-- Opening Marker --

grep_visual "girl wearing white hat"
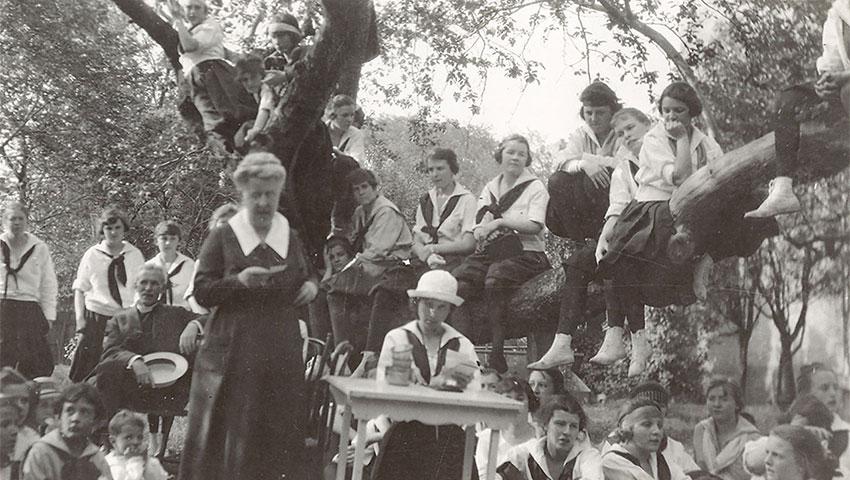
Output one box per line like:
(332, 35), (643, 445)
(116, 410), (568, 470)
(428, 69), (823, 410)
(371, 269), (480, 480)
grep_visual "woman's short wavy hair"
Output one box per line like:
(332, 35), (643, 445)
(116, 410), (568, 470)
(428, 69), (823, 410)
(770, 424), (836, 480)
(613, 398), (663, 444)
(97, 206), (130, 235)
(658, 81), (703, 117)
(232, 152), (287, 189)
(539, 393), (587, 432)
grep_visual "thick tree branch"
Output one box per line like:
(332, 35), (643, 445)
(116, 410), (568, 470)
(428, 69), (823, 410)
(669, 118), (849, 252)
(263, 0), (376, 163)
(110, 0), (181, 71)
(574, 0), (719, 137)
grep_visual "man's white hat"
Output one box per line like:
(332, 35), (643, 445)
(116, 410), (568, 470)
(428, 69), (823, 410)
(407, 270), (464, 307)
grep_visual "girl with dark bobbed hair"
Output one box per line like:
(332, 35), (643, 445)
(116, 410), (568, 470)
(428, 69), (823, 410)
(69, 206), (144, 381)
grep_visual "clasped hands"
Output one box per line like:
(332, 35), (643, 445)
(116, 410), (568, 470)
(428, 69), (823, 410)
(417, 244), (447, 268)
(473, 219), (504, 243)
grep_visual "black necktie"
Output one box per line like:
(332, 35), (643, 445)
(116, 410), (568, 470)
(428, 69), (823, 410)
(162, 260), (185, 305)
(2, 240), (37, 298)
(99, 250), (127, 307)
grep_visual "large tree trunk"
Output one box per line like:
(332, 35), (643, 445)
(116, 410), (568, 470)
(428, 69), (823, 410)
(108, 0), (376, 156)
(467, 120), (848, 356)
(263, 0), (375, 165)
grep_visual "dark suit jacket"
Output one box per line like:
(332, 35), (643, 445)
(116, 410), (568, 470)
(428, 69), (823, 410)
(99, 303), (202, 367)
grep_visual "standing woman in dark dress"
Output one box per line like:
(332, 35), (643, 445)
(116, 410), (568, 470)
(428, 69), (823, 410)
(178, 152), (319, 480)
(69, 206), (144, 382)
(0, 202), (57, 379)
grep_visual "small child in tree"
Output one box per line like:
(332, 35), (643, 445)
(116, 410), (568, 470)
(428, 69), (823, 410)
(746, 0), (850, 219)
(105, 410), (167, 480)
(234, 54), (281, 144)
(22, 383), (112, 480)
(263, 13), (304, 70)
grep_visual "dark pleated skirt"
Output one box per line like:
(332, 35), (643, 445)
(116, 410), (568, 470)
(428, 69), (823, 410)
(0, 299), (53, 378)
(68, 309), (110, 382)
(597, 200), (695, 307)
(370, 421), (477, 480)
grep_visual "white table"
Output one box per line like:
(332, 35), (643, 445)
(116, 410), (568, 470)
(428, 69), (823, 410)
(324, 376), (523, 480)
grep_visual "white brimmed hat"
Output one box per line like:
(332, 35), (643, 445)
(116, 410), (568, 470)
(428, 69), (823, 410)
(407, 270), (464, 306)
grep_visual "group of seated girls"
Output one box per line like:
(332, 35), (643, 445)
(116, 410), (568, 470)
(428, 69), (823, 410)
(533, 0), (850, 375)
(320, 80), (767, 379)
(528, 79), (786, 377)
(319, 80), (835, 379)
(313, 135), (551, 375)
(327, 336), (848, 480)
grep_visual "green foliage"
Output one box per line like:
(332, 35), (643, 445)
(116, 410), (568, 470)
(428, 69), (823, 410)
(0, 0), (231, 310)
(574, 305), (713, 402)
(693, 0), (829, 147)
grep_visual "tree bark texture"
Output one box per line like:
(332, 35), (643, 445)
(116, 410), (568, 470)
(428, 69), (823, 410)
(670, 118), (849, 256)
(467, 120), (847, 354)
(110, 0), (181, 71)
(263, 0), (375, 166)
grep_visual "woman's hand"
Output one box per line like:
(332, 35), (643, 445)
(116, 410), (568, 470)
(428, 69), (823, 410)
(426, 253), (446, 269)
(431, 366), (474, 390)
(166, 0), (184, 22)
(815, 72), (849, 98)
(179, 322), (201, 355)
(595, 235), (609, 263)
(473, 220), (501, 242)
(294, 281), (319, 306)
(237, 266), (274, 288)
(665, 119), (688, 139)
(580, 161), (611, 190)
(244, 127), (260, 143)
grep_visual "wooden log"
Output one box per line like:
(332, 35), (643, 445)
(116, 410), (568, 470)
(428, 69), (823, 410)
(464, 266), (606, 353)
(670, 119), (849, 250)
(465, 118), (848, 354)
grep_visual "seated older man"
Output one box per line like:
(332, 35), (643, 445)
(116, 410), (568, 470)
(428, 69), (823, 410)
(89, 263), (203, 454)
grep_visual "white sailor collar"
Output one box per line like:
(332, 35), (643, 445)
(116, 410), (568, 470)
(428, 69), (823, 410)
(94, 240), (137, 256)
(228, 209), (290, 258)
(150, 252), (191, 272)
(527, 435), (592, 479)
(486, 169), (540, 198)
(648, 122), (709, 156)
(399, 320), (468, 351)
(579, 123), (605, 149)
(0, 232), (39, 252)
(427, 183), (473, 209)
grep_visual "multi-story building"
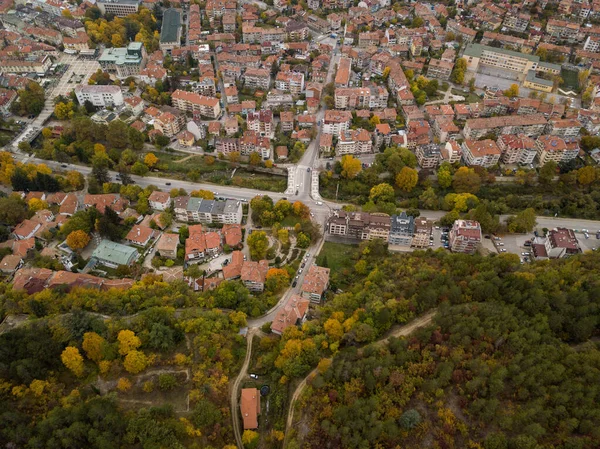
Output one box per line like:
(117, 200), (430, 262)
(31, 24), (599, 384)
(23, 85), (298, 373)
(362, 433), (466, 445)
(241, 260), (269, 292)
(463, 114), (547, 139)
(416, 144), (441, 169)
(497, 134), (537, 164)
(336, 129), (373, 155)
(97, 0), (140, 17)
(449, 220), (482, 254)
(446, 19), (477, 43)
(215, 137), (241, 156)
(159, 8), (182, 54)
(502, 11), (530, 33)
(546, 18), (580, 43)
(74, 85), (124, 107)
(548, 119), (581, 138)
(334, 86), (388, 109)
(358, 31), (380, 48)
(240, 130), (271, 159)
(174, 196), (242, 224)
(247, 110), (274, 138)
(301, 265), (330, 303)
(99, 42), (147, 78)
(426, 59), (454, 80)
(433, 116), (460, 143)
(535, 135), (578, 165)
(323, 110), (352, 136)
(480, 32), (530, 52)
(279, 111), (294, 132)
(463, 43), (540, 79)
(275, 71), (305, 95)
(242, 25), (285, 44)
(326, 211), (391, 241)
(531, 227), (581, 259)
(388, 212), (414, 247)
(461, 139), (502, 168)
(242, 68), (271, 90)
(154, 110), (185, 137)
(334, 57), (352, 87)
(171, 90), (221, 118)
(0, 55), (52, 75)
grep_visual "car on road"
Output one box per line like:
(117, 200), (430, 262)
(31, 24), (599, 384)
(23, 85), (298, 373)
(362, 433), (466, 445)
(61, 164), (67, 168)
(292, 281), (297, 287)
(307, 167), (311, 172)
(249, 374), (258, 379)
(166, 182), (171, 186)
(298, 268), (303, 274)
(500, 249), (507, 252)
(316, 201), (323, 205)
(295, 190), (299, 195)
(301, 263), (305, 268)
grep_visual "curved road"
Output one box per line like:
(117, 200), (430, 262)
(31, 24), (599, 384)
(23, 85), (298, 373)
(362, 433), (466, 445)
(231, 328), (257, 448)
(283, 310), (437, 448)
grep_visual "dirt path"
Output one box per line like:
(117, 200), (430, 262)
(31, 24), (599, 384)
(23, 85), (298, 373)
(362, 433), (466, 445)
(171, 154), (197, 164)
(283, 310), (437, 448)
(231, 328), (256, 449)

-- Closing Marker --

Assignment ▸
Set down the records in full and exactly. Do not carry over any image.

Answer for this exercise ▸
grep_visual "girl wearing white hat"
Output one box per line like:
(332, 35), (643, 445)
(116, 410), (568, 470)
(428, 69), (823, 410)
(371, 269), (480, 480)
grep_visual "woman's short wavy hair"
Output one box per line like:
(332, 35), (643, 445)
(116, 410), (568, 470)
(428, 69), (823, 410)
(770, 424), (836, 480)
(613, 398), (663, 444)
(97, 206), (130, 235)
(658, 81), (703, 117)
(232, 152), (287, 189)
(539, 393), (587, 432)
grep_visual "thick tree branch"
Output one box per line like:
(332, 35), (643, 445)
(116, 410), (568, 470)
(428, 69), (823, 410)
(669, 118), (849, 252)
(263, 0), (376, 163)
(110, 0), (181, 71)
(574, 0), (719, 137)
grep_visual "man's white hat"
Output one box per line like:
(332, 35), (643, 445)
(116, 410), (568, 470)
(428, 69), (823, 410)
(407, 270), (464, 307)
grep_visual "girl with dark bobbed hair"
Output one box per line like:
(332, 35), (643, 445)
(116, 410), (568, 470)
(428, 69), (823, 410)
(69, 206), (144, 381)
grep_visual "clasped hands"
Output one box per line like:
(332, 35), (643, 445)
(116, 410), (568, 470)
(428, 69), (823, 410)
(417, 244), (447, 268)
(473, 219), (504, 243)
grep_visual "black necktie"
Output one box per line like:
(332, 35), (643, 445)
(116, 410), (568, 470)
(428, 69), (823, 410)
(162, 260), (185, 305)
(2, 240), (37, 298)
(99, 250), (127, 307)
grep_visual "large tree trunk"
Output one box per line like:
(332, 35), (643, 445)
(116, 410), (568, 470)
(428, 69), (823, 410)
(108, 0), (376, 156)
(467, 120), (848, 356)
(263, 0), (375, 165)
grep_visual "dark suit jacket"
Output one box per line like:
(332, 35), (643, 445)
(116, 410), (568, 470)
(428, 69), (823, 410)
(99, 303), (202, 367)
grep_visual "standing woman in dark dress"
Output one box per line like:
(332, 35), (643, 445)
(116, 410), (568, 470)
(428, 69), (823, 410)
(178, 152), (319, 480)
(69, 206), (144, 382)
(0, 202), (57, 379)
grep_visual "small child in tree"
Output one box per line like:
(332, 35), (643, 445)
(116, 410), (568, 470)
(428, 69), (823, 410)
(746, 0), (850, 219)
(105, 410), (167, 480)
(234, 54), (281, 144)
(22, 383), (112, 480)
(263, 13), (304, 70)
grep_visual "dark pleated skirt"
Output one box per line like:
(332, 35), (643, 445)
(116, 410), (568, 470)
(428, 69), (823, 410)
(0, 299), (53, 378)
(68, 309), (110, 382)
(597, 200), (695, 307)
(370, 421), (477, 480)
grep_visual "white table"
Output one box per line like:
(332, 35), (643, 445)
(116, 410), (568, 470)
(428, 69), (823, 410)
(324, 376), (523, 480)
grep_visual "white brimmed hat"
Output one box per line like:
(332, 35), (643, 445)
(116, 410), (568, 470)
(428, 69), (823, 410)
(407, 270), (464, 306)
grep_visual "group of seated girls"
Output one box per line like:
(332, 35), (643, 445)
(116, 410), (568, 470)
(428, 69), (823, 410)
(533, 0), (850, 375)
(320, 80), (767, 379)
(528, 79), (786, 377)
(319, 80), (835, 379)
(313, 135), (551, 375)
(327, 336), (848, 480)
grep_visual "green foliage"
Output one box per line like:
(332, 35), (643, 445)
(116, 410), (568, 470)
(428, 69), (823, 410)
(0, 0), (231, 310)
(574, 305), (713, 402)
(693, 0), (829, 147)
grep_visual "tree bark texture"
Output one box per line like:
(332, 35), (643, 445)
(116, 410), (568, 470)
(428, 69), (823, 410)
(670, 118), (849, 256)
(467, 120), (847, 354)
(110, 0), (181, 71)
(263, 0), (375, 166)
grep_visual "woman's hand"
Output one box per line like:
(332, 35), (643, 445)
(116, 410), (568, 470)
(428, 69), (823, 410)
(426, 253), (446, 269)
(431, 366), (474, 390)
(166, 0), (184, 22)
(815, 72), (849, 98)
(179, 322), (201, 355)
(595, 235), (609, 263)
(473, 220), (501, 242)
(294, 281), (319, 306)
(237, 266), (274, 288)
(665, 119), (688, 139)
(580, 161), (611, 190)
(244, 127), (260, 143)
grep_visual "wooden log"
Output one box per line like:
(332, 35), (643, 445)
(116, 410), (568, 470)
(428, 69), (823, 410)
(464, 266), (606, 353)
(670, 119), (849, 250)
(465, 118), (848, 354)
grep_visual "seated older man"
Output one box per line like:
(332, 35), (643, 445)
(116, 410), (568, 470)
(428, 69), (823, 410)
(89, 263), (203, 454)
grep_visual "white sailor collar"
Output one box per line like:
(332, 35), (643, 445)
(116, 410), (568, 470)
(428, 69), (823, 410)
(94, 240), (137, 256)
(228, 209), (290, 258)
(150, 252), (191, 272)
(527, 435), (592, 479)
(486, 169), (540, 198)
(648, 122), (709, 156)
(399, 320), (468, 351)
(579, 123), (605, 149)
(0, 232), (39, 252)
(427, 183), (473, 209)
grep_visual "multi-story building"
Output one box per line like:
(117, 200), (430, 262)
(31, 24), (599, 384)
(23, 85), (298, 373)
(362, 433), (466, 445)
(241, 260), (269, 292)
(463, 114), (547, 139)
(416, 144), (441, 169)
(497, 134), (537, 164)
(336, 129), (373, 155)
(97, 0), (140, 17)
(449, 220), (482, 254)
(446, 19), (477, 43)
(215, 137), (241, 156)
(159, 8), (182, 54)
(502, 11), (530, 33)
(546, 18), (580, 43)
(74, 85), (124, 107)
(548, 119), (581, 138)
(334, 86), (388, 109)
(358, 31), (380, 48)
(240, 130), (271, 159)
(174, 196), (242, 224)
(247, 110), (274, 138)
(301, 265), (330, 303)
(99, 42), (147, 78)
(426, 59), (454, 80)
(433, 116), (460, 143)
(535, 135), (578, 165)
(323, 110), (352, 136)
(480, 32), (530, 52)
(279, 111), (294, 132)
(463, 43), (540, 79)
(275, 71), (305, 95)
(242, 25), (285, 44)
(326, 211), (391, 241)
(531, 227), (581, 259)
(388, 212), (414, 247)
(461, 139), (502, 168)
(242, 68), (271, 90)
(154, 110), (185, 137)
(334, 57), (352, 87)
(171, 90), (221, 118)
(0, 55), (52, 75)
grep_visual "car on road"
Output one box per line like:
(117, 200), (430, 262)
(31, 24), (599, 384)
(23, 85), (298, 373)
(362, 433), (466, 445)
(61, 164), (67, 168)
(292, 281), (297, 287)
(307, 167), (311, 172)
(249, 374), (258, 379)
(166, 182), (171, 186)
(298, 268), (303, 274)
(500, 249), (507, 252)
(316, 201), (323, 205)
(295, 190), (299, 195)
(301, 263), (305, 268)
grep_visual "curved road"
Output one box per line like:
(117, 200), (430, 262)
(31, 24), (599, 384)
(23, 85), (298, 373)
(362, 433), (466, 445)
(231, 328), (257, 448)
(283, 310), (437, 448)
grep_visual "dirt path"
Output one box per line like:
(117, 200), (430, 262)
(31, 24), (599, 384)
(23, 85), (298, 373)
(362, 433), (466, 445)
(171, 154), (197, 164)
(283, 310), (437, 448)
(231, 328), (256, 449)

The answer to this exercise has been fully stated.